(DATA TO PROCESS)
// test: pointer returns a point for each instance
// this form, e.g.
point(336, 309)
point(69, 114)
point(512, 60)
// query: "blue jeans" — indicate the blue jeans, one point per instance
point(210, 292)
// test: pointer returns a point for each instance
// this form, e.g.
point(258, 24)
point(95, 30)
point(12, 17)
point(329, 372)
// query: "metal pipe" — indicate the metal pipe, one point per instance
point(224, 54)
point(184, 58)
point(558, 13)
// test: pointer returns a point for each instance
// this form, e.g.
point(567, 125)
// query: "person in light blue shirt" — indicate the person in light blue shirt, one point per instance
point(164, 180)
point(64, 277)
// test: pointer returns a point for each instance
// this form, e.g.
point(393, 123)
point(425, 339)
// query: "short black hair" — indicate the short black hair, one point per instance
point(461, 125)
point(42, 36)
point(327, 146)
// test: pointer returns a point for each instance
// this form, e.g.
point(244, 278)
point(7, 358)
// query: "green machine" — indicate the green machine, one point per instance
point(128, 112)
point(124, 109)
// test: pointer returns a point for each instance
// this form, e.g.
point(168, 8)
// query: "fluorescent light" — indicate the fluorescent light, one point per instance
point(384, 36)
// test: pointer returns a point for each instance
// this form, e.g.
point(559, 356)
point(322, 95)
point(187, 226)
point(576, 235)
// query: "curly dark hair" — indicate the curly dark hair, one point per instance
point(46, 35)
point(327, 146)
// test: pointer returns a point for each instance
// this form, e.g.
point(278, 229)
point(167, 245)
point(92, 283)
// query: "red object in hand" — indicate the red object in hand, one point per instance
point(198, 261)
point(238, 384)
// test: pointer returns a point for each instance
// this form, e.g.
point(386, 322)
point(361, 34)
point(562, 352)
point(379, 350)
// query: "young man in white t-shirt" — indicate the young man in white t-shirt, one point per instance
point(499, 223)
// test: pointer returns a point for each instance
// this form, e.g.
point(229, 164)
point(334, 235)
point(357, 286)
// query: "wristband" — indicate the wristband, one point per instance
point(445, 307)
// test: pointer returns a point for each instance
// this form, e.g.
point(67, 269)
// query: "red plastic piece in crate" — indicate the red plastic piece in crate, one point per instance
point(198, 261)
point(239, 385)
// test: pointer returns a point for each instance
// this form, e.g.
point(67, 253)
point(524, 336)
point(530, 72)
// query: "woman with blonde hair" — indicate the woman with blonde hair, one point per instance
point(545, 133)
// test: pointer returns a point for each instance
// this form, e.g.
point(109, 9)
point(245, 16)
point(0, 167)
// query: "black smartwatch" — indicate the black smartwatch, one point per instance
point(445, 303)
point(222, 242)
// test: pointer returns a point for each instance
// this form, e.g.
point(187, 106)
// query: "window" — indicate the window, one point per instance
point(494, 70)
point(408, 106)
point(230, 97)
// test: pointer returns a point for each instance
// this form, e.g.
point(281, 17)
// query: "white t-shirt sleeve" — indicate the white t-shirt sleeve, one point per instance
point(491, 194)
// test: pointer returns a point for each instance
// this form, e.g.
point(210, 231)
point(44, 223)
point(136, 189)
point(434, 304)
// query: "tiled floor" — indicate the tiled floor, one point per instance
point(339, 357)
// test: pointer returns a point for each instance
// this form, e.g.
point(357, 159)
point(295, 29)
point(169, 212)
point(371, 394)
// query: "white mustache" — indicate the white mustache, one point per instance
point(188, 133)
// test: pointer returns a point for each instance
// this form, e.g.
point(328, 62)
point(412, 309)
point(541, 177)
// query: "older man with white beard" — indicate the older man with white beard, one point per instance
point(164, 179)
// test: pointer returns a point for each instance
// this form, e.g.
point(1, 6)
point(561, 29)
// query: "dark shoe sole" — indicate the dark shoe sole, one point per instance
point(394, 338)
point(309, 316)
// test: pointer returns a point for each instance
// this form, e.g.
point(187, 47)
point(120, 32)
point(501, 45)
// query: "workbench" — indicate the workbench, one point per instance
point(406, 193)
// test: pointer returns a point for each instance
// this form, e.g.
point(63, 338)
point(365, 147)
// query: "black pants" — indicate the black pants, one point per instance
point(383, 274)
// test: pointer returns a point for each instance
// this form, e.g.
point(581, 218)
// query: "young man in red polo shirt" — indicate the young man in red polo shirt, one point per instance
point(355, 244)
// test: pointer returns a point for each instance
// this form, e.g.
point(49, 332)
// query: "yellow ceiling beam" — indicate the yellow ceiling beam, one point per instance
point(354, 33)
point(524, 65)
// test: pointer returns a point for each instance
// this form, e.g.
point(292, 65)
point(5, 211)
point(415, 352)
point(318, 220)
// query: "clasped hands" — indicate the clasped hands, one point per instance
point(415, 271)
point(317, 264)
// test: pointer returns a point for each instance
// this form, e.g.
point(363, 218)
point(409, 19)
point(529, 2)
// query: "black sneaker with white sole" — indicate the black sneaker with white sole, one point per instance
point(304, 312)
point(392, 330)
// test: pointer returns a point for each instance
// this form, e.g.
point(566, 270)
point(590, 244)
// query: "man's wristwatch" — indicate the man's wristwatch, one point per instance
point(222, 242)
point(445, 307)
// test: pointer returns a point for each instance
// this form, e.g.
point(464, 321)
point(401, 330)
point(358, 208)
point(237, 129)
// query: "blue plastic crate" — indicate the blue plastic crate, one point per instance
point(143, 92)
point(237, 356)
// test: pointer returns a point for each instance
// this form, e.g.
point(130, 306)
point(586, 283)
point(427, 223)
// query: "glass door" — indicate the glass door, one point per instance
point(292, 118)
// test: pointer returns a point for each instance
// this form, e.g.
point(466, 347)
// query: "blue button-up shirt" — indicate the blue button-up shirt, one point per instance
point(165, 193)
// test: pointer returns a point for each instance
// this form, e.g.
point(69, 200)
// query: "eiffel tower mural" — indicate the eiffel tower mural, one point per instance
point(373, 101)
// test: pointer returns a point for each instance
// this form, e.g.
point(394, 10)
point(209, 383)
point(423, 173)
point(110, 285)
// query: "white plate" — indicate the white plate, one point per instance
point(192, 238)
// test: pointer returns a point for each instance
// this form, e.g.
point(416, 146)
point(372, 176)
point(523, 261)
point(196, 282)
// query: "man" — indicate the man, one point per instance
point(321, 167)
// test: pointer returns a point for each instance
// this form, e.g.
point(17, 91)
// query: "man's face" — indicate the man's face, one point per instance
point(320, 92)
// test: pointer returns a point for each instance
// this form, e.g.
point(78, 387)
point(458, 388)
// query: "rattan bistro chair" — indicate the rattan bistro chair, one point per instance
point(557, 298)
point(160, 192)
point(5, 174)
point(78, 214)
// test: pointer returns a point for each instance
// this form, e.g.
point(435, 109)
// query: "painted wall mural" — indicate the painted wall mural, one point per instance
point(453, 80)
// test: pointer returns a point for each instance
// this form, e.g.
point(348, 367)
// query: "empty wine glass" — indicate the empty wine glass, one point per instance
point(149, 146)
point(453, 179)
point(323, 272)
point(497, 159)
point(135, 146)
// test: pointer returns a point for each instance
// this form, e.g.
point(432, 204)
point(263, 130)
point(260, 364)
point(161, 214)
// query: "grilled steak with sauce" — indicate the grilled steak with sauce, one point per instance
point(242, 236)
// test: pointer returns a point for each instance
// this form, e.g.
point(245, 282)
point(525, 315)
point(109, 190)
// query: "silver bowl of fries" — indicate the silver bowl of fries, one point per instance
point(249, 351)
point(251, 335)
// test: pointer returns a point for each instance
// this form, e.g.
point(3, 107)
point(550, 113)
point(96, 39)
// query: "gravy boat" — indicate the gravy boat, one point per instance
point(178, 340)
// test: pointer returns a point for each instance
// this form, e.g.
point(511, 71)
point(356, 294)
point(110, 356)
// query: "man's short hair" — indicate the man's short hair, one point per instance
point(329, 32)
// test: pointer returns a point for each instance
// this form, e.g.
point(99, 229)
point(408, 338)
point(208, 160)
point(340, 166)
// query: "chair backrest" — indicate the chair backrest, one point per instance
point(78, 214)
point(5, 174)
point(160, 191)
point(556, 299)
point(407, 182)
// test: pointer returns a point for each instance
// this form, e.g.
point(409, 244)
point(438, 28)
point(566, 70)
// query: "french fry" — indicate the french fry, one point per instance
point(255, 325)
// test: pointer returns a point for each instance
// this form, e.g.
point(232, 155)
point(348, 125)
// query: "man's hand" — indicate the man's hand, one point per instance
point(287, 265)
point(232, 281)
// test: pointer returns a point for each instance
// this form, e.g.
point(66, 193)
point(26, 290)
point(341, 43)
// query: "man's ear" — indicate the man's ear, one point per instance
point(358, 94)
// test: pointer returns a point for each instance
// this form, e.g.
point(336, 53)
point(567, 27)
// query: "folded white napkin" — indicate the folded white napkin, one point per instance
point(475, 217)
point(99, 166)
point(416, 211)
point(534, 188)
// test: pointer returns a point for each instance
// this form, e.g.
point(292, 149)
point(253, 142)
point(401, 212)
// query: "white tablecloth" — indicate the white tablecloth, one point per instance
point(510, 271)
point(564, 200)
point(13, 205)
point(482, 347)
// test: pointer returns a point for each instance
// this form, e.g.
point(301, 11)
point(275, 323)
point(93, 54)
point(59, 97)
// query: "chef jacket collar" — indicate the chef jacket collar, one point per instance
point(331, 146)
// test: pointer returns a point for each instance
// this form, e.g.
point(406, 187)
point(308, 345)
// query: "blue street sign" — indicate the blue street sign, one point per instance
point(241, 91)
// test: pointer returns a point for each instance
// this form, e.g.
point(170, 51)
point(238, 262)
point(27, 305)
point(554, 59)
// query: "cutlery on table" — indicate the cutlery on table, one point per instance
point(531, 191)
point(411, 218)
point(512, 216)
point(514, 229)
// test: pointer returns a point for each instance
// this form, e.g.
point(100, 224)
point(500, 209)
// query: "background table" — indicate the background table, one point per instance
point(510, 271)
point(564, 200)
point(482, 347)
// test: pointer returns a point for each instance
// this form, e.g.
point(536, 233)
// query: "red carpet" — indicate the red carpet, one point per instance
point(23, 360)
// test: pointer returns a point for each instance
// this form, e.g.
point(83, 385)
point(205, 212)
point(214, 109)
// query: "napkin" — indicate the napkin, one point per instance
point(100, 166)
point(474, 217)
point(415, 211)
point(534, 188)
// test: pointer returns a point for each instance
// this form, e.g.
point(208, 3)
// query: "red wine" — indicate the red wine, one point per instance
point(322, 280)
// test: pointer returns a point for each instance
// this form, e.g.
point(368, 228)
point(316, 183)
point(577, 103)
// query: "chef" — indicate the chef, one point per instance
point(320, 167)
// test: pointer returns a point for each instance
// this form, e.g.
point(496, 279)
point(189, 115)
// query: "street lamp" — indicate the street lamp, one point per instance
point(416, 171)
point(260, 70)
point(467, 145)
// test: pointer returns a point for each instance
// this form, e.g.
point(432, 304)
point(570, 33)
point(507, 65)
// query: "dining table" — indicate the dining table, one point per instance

(EXERCISE)
Return, with nothing added or dropped, the line containing "point(308, 345)" and every line after it to the end of the listing above.

(RESULT OF THIS EXERCISE)
point(308, 345)
// query: "blue street sign" — indicate the blue street sign, one point per instance
point(241, 91)
// test: pointer returns a point for each instance
// this form, e.g.
point(170, 51)
point(238, 262)
point(27, 305)
point(554, 59)
// query: "cutlery on table" — indicate the cutlery on table, one point per instance
point(531, 191)
point(411, 218)
point(512, 216)
point(514, 229)
// test: pointer returns a point for each instance
// this form, e.g.
point(100, 224)
point(500, 209)
// query: "background table" — indicate the background table, one point per instance
point(510, 271)
point(564, 200)
point(482, 347)
// test: pointer returns a point for each instance
// this form, e.g.
point(536, 233)
// query: "red carpet" — indicate the red carpet, one point per instance
point(23, 360)
// test: pointer returns a point for each instance
// this form, e.g.
point(83, 385)
point(205, 212)
point(214, 109)
// query: "napkin" — indicate the napkin, one point per instance
point(100, 166)
point(474, 217)
point(415, 211)
point(534, 188)
// test: pointer returns a point for each instance
// this form, e.g.
point(208, 3)
// query: "red wine" — indicate the red wine, one point per instance
point(322, 280)
// test: pointer returns a point for each instance
// this form, e.g.
point(368, 228)
point(316, 183)
point(577, 103)
// query: "chef" — indicate the chef, one point per instance
point(320, 167)
// test: pointer returns a point for each instance
// this form, e.g.
point(496, 279)
point(189, 115)
// query: "street lamp" — indicate the street lamp, one point per instance
point(416, 171)
point(260, 70)
point(467, 145)
// test: pointer returns a point for each instance
// this form, e.g.
point(432, 304)
point(570, 33)
point(507, 65)
// query: "dining table" — indicate the dining table, one point per instance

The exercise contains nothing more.